LISTED RECORDS:
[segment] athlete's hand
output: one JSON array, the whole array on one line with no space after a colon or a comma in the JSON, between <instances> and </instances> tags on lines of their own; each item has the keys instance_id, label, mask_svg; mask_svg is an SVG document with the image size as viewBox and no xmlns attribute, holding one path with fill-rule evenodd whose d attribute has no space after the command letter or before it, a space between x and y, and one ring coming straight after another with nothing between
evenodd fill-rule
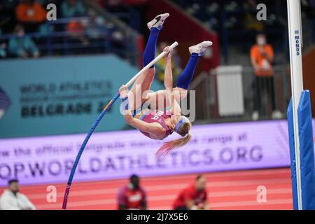
<instances>
[{"instance_id":1,"label":"athlete's hand","mask_svg":"<svg viewBox=\"0 0 315 224\"><path fill-rule=\"evenodd\" d=\"M127 97L128 95L128 92L129 92L128 88L125 85L122 85L119 88L119 93L120 94L121 98Z\"/></svg>"},{"instance_id":2,"label":"athlete's hand","mask_svg":"<svg viewBox=\"0 0 315 224\"><path fill-rule=\"evenodd\" d=\"M165 58L171 59L172 55L173 53L173 50L169 50L169 46L167 46L167 47L165 47L165 48L164 48L163 51L168 52L168 53L165 55Z\"/></svg>"}]
</instances>

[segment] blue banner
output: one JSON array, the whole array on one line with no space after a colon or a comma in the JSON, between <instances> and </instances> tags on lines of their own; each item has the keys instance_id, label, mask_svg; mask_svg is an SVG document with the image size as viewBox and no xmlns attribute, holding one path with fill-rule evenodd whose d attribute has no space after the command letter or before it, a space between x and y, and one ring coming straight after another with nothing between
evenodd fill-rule
<instances>
[{"instance_id":1,"label":"blue banner","mask_svg":"<svg viewBox=\"0 0 315 224\"><path fill-rule=\"evenodd\" d=\"M113 55L0 62L0 137L87 132L137 71ZM153 90L161 88L153 83ZM96 131L125 127L118 103Z\"/></svg>"}]
</instances>

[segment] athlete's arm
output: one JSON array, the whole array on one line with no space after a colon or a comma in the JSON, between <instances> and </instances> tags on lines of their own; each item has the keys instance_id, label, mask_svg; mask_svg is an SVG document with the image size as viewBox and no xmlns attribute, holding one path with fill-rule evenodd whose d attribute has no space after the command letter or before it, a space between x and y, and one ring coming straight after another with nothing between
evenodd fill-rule
<instances>
[{"instance_id":1,"label":"athlete's arm","mask_svg":"<svg viewBox=\"0 0 315 224\"><path fill-rule=\"evenodd\" d=\"M119 89L119 92L122 98L127 97L127 87L122 85ZM125 108L123 111L125 121L127 124L136 128L142 132L149 133L157 137L163 137L165 135L165 130L158 122L148 123L139 119L132 117L131 111L129 108Z\"/></svg>"},{"instance_id":2,"label":"athlete's arm","mask_svg":"<svg viewBox=\"0 0 315 224\"><path fill-rule=\"evenodd\" d=\"M166 47L163 51L168 51L169 47ZM165 56L165 70L164 71L164 85L165 90L173 90L173 74L172 72L172 54L173 50L171 50Z\"/></svg>"},{"instance_id":3,"label":"athlete's arm","mask_svg":"<svg viewBox=\"0 0 315 224\"><path fill-rule=\"evenodd\" d=\"M139 119L134 118L131 115L125 115L125 121L128 125L139 130L140 131L149 133L157 137L163 137L165 135L165 130L158 122L148 123Z\"/></svg>"}]
</instances>

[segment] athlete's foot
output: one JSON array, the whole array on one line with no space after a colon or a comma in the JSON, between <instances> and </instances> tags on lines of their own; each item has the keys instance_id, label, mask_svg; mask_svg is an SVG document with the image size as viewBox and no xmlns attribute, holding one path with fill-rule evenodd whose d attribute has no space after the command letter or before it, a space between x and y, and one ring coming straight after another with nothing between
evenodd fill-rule
<instances>
[{"instance_id":1,"label":"athlete's foot","mask_svg":"<svg viewBox=\"0 0 315 224\"><path fill-rule=\"evenodd\" d=\"M151 29L151 28L156 28L159 30L162 29L164 21L165 21L166 18L169 16L169 13L160 14L155 16L153 20L148 22L148 28L149 29Z\"/></svg>"},{"instance_id":2,"label":"athlete's foot","mask_svg":"<svg viewBox=\"0 0 315 224\"><path fill-rule=\"evenodd\" d=\"M189 52L190 54L196 53L198 54L199 56L202 56L204 55L206 48L211 46L211 41L202 41L202 43L189 47Z\"/></svg>"}]
</instances>

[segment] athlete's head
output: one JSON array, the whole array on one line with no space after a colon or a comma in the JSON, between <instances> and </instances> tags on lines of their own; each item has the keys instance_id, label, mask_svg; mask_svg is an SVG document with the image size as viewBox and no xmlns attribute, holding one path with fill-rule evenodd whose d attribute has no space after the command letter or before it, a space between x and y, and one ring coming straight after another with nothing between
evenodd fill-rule
<instances>
[{"instance_id":1,"label":"athlete's head","mask_svg":"<svg viewBox=\"0 0 315 224\"><path fill-rule=\"evenodd\" d=\"M164 143L157 152L158 155L162 154L167 155L172 150L186 145L191 139L191 123L188 118L179 113L172 115L171 124L171 129L183 138Z\"/></svg>"}]
</instances>

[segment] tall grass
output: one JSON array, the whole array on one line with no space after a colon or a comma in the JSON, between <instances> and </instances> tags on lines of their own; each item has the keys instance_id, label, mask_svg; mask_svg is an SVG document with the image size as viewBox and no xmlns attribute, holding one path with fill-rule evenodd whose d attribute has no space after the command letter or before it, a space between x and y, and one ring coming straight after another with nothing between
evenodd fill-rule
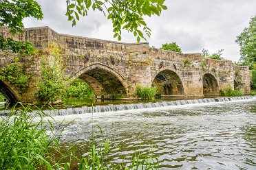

TASK DETAILS: Update the material above by replacing "tall grass" with "dry grass" and leaving everything else unchanged. Reproduce the material with this change, omitting the pictures.

TASK RESULT:
[segment] athlete's hand
output: one JSON array, the whole array on one line with no space after a colon or a comma in the JSON, between <instances> and </instances> tags on lines of their own; each item has the keys instance_id, label, mask_svg; mask_svg is an SVG document with the image size as viewBox and no xmlns attribute, holding one path with fill-rule evenodd whose d attribute has no space after the command letter or before it, a space between x and y, and one ring coming straight after another with nothing between
evenodd fill-rule
<instances>
[{"instance_id":1,"label":"athlete's hand","mask_svg":"<svg viewBox=\"0 0 315 224\"><path fill-rule=\"evenodd\" d=\"M127 97L128 95L128 92L129 92L128 88L125 85L122 85L119 88L119 93L120 94L121 98Z\"/></svg>"},{"instance_id":2,"label":"athlete's hand","mask_svg":"<svg viewBox=\"0 0 315 224\"><path fill-rule=\"evenodd\" d=\"M165 58L171 59L172 55L173 53L173 50L169 50L169 46L167 46L167 47L165 47L165 48L164 48L163 51L168 52L168 53L165 55Z\"/></svg>"}]
</instances>

[segment] blue banner
output: one JSON array, the whole array on one line with no space after a colon or a comma in the JSON, between <instances> and </instances> tags on lines of their own; each item has the keys instance_id, label, mask_svg; mask_svg is an SVG document with the image size as viewBox and no xmlns attribute, holding one path with fill-rule evenodd whose d attribute has no space after the command letter or before it, a space between x and y, and one ring coming straight after another with nothing between
evenodd fill-rule
<instances>
[{"instance_id":1,"label":"blue banner","mask_svg":"<svg viewBox=\"0 0 315 224\"><path fill-rule=\"evenodd\" d=\"M113 55L0 62L0 137L87 132L137 71ZM153 90L161 88L153 83ZM96 131L125 127L118 103Z\"/></svg>"}]
</instances>

[segment] athlete's arm
output: one JSON array, the whole array on one line with no space after a colon or a comma in the JSON, between <instances> and </instances> tags on lines of their own; each item has the keys instance_id, label, mask_svg; mask_svg is an SVG document with the image size as viewBox and no xmlns attribute, holding one path with fill-rule evenodd whose d attribute has no space after the command letter or before it, a space between x and y, and one ring coming straight after another with nothing between
evenodd fill-rule
<instances>
[{"instance_id":1,"label":"athlete's arm","mask_svg":"<svg viewBox=\"0 0 315 224\"><path fill-rule=\"evenodd\" d=\"M119 89L119 92L122 98L127 97L127 87L122 85ZM125 108L123 111L125 121L127 124L136 128L142 132L149 133L157 137L163 137L165 135L165 130L158 122L148 123L139 119L132 117L131 111L129 108Z\"/></svg>"},{"instance_id":2,"label":"athlete's arm","mask_svg":"<svg viewBox=\"0 0 315 224\"><path fill-rule=\"evenodd\" d=\"M166 47L163 51L168 51L169 47ZM165 56L165 70L164 71L164 85L165 90L173 90L173 74L172 72L172 54L173 50L171 50Z\"/></svg>"},{"instance_id":3,"label":"athlete's arm","mask_svg":"<svg viewBox=\"0 0 315 224\"><path fill-rule=\"evenodd\" d=\"M139 119L134 118L131 115L125 115L125 121L128 125L139 130L140 131L149 133L157 137L163 137L165 135L165 130L158 122L148 123Z\"/></svg>"}]
</instances>

[segment] athlete's foot
output: one JSON array, the whole array on one line with no space after a colon or a comma in the JSON, between <instances> and </instances> tags on lines of their own; each item has the keys instance_id, label, mask_svg; mask_svg is an SVG document with the image size as viewBox and no xmlns attribute, holding one path with fill-rule evenodd whose d attribute has no space after the command letter or before it, a space between x and y, and one ring coming straight after another with nothing between
evenodd fill-rule
<instances>
[{"instance_id":1,"label":"athlete's foot","mask_svg":"<svg viewBox=\"0 0 315 224\"><path fill-rule=\"evenodd\" d=\"M151 29L151 28L156 28L159 30L162 29L164 21L165 21L166 18L169 16L169 13L160 14L155 16L153 20L148 22L148 28L149 29Z\"/></svg>"},{"instance_id":2,"label":"athlete's foot","mask_svg":"<svg viewBox=\"0 0 315 224\"><path fill-rule=\"evenodd\" d=\"M189 52L190 54L196 53L198 54L199 56L202 56L204 55L206 48L211 46L211 41L202 41L202 43L189 47Z\"/></svg>"}]
</instances>

[segment] athlete's head
output: one JSON array, the whole array on one line with no space after a colon or a comma in the JSON, between <instances> and </instances> tags on lines of their own; each item has the keys instance_id, label, mask_svg; mask_svg is an SVG document with the image size as viewBox and no xmlns attribute, holding one path with fill-rule evenodd whose d attribute has no space after the command letter or before it, a space between x and y, and one ring coming straight after another with nothing between
evenodd fill-rule
<instances>
[{"instance_id":1,"label":"athlete's head","mask_svg":"<svg viewBox=\"0 0 315 224\"><path fill-rule=\"evenodd\" d=\"M164 143L157 152L158 155L162 154L167 155L172 150L186 145L191 139L191 123L188 118L179 113L172 115L171 124L171 129L183 138Z\"/></svg>"}]
</instances>

[segment] dry grass
output: one JSON array, the whole array on one line with no space after a colon or a comma in the JSON, between <instances> and </instances> tags on lines of their own; each item has the keys instance_id, label, mask_svg; mask_svg is an SVG document with the image size as viewBox and no xmlns attribute, holding one path with fill-rule evenodd whose d attribute has no space after the command letter or before it, a space between x and y, and one ring coming straight after another with nothing between
evenodd fill-rule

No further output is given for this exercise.